**TASK A:**
According to the puppy training article, which spaces can be good prospects for a puppy's room?
**TASK B:**
Please write out the part of the puppy training article starting at "- For socialization?" and ending at "be chewed on.".

**SOURCE EXTRACT:**
══════
People often wonder when they should start worrying about training for their new puppy. In a word? Now!
Seriously, though, in a perfect world training your new puppy begins before you even bring them home. Some questions to consider:
- Do you have a puppy-proof room?
- Have you made plans for potty training?
- For socialization?
- Who will care for your puppy when you're busy at work, or school, or out living life?
These are all questions that should be considered before you bring a puppy home, and definitely count as part of "training."
Puppies have a knack for finding anything and everything you don't want them to. When you puppy-proof a room, you're making it safe for them to be themselves. Here's what you'll want to consider when setting up your puppy's new room.
Choose an appropriate space. Where your puppy's room will be depends on what you have available. Kitchens, mudrooms, and finished basements can be good prospects.
Remove stray items. This is the most obvious part of puppy-proofing and is what most people immediately think of. Anything you leave laying around in your puppy's room will be chewed on.
Safely secure electrical cords. Cords are fun to chew but very dangerous. Ensure that all electrical cords are out of reach.
Protect your molding. Puppies often chew on baseboards and accent molding. Consider using an exercise pen or several connected together to protect any walls, baseboards, or molding you think your puppy may want to chew.
Provide water. Your puppy should always have access to fresh clean water.
Make it fun. Your puppy's room, like a kid's room, should be where all their favorite things are. Chew toys, treat dispensing toys, and a soft bed or blankets (that you don't mind getting chewed) are among the things that can keep your puppy's room attractive to them.
Having your puppy's room ready for them before they come home can be a real stress saver in the long run. You'll have the peace of mind of knowing you're prepared, rather than feeling like you're constantly putting out fires.
══════
**Records taken from a dataset:**
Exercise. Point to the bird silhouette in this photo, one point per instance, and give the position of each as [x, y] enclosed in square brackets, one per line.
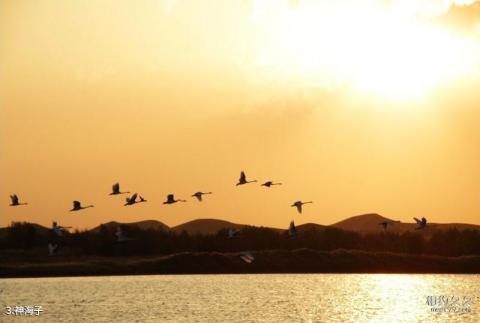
[59, 230]
[133, 199]
[421, 224]
[270, 183]
[232, 233]
[52, 249]
[387, 223]
[198, 195]
[116, 189]
[77, 206]
[298, 205]
[292, 230]
[247, 257]
[243, 179]
[14, 199]
[171, 199]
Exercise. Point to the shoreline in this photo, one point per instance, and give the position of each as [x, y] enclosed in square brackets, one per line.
[296, 261]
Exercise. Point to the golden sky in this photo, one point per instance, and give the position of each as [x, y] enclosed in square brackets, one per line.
[360, 106]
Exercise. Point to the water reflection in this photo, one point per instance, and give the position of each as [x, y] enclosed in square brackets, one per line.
[253, 298]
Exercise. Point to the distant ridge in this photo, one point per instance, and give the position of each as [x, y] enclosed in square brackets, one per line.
[144, 225]
[205, 226]
[369, 223]
[363, 224]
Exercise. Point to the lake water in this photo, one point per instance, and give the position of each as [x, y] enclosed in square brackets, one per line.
[246, 298]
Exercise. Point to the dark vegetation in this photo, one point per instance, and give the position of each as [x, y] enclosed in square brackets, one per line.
[149, 242]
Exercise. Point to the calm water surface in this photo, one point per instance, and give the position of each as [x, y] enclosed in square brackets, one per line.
[243, 298]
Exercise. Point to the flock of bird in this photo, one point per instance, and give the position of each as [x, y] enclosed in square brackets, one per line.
[77, 205]
[232, 233]
[131, 200]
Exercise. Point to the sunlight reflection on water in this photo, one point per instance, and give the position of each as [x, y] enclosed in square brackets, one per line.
[235, 298]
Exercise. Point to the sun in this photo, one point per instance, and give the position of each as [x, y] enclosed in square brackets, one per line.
[375, 50]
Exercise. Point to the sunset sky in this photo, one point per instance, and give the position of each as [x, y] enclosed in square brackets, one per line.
[359, 106]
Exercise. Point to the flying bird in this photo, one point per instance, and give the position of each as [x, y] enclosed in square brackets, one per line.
[270, 183]
[171, 199]
[292, 230]
[52, 249]
[298, 205]
[198, 195]
[232, 233]
[133, 199]
[77, 206]
[59, 230]
[247, 257]
[116, 189]
[421, 224]
[387, 223]
[243, 179]
[15, 202]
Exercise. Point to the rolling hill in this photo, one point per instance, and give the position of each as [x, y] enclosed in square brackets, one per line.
[144, 225]
[205, 226]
══════
**FINAL ANSWER A:**
Kitchens, mudrooms, and finished basements.

**FINAL ANSWER B:**
- For socialization?
- Who will care for your puppy when you're busy at work, or school, or out living life?
These are all questions that should be considered before you bring a puppy home, and definitely count as part of "training."
Puppies have a knack for finding anything and everything you don't want them to. When you puppy-proof a room, you're making it safe for them to be themselves. Here's what you'll want to consider when setting up your puppy's new room.
Choose an appropriate space. Where your puppy's room will be depends on what you have available. Kitchens, mudrooms, and finished basements can be good prospects.
Remove stray items. This is the most obvious part of puppy-proofing and is what most people immediately think of. Anything you leave laying around in your puppy's room will be chewed on.